* THE TASK
Print the entries verbatim, leaving out the images they contain.

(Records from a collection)
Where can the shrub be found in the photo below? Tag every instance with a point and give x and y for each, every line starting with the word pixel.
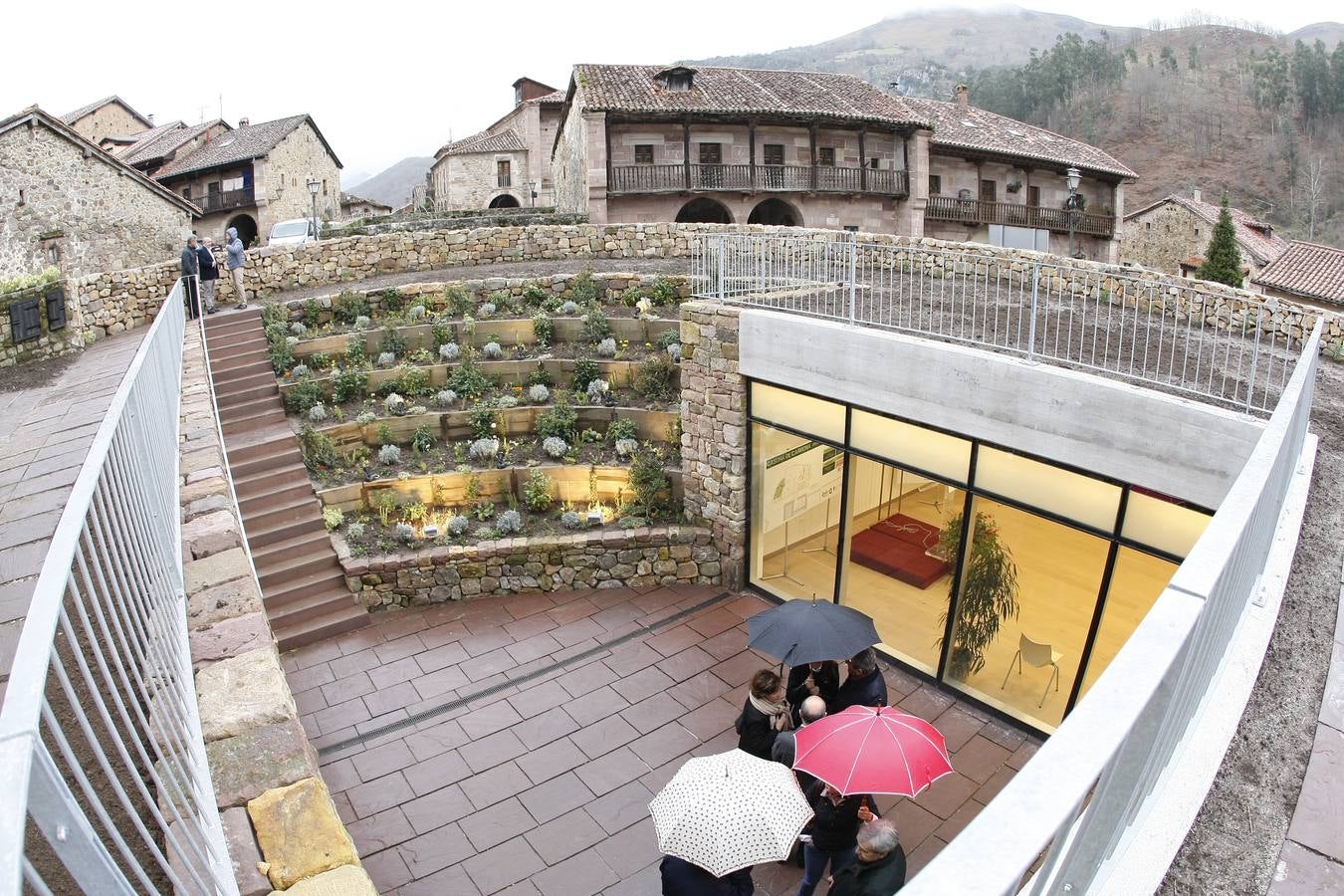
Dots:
pixel 349 307
pixel 484 449
pixel 510 522
pixel 303 395
pixel 537 491
pixel 584 371
pixel 560 421
pixel 656 379
pixel 348 384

* WRITTEN RESPONSE
Where can the shrub be found in the photo below? Tag every instance with a point and give x and y for each, every line starting with the word pixel.
Dots:
pixel 349 307
pixel 484 449
pixel 510 522
pixel 303 395
pixel 537 491
pixel 584 371
pixel 560 421
pixel 656 379
pixel 348 384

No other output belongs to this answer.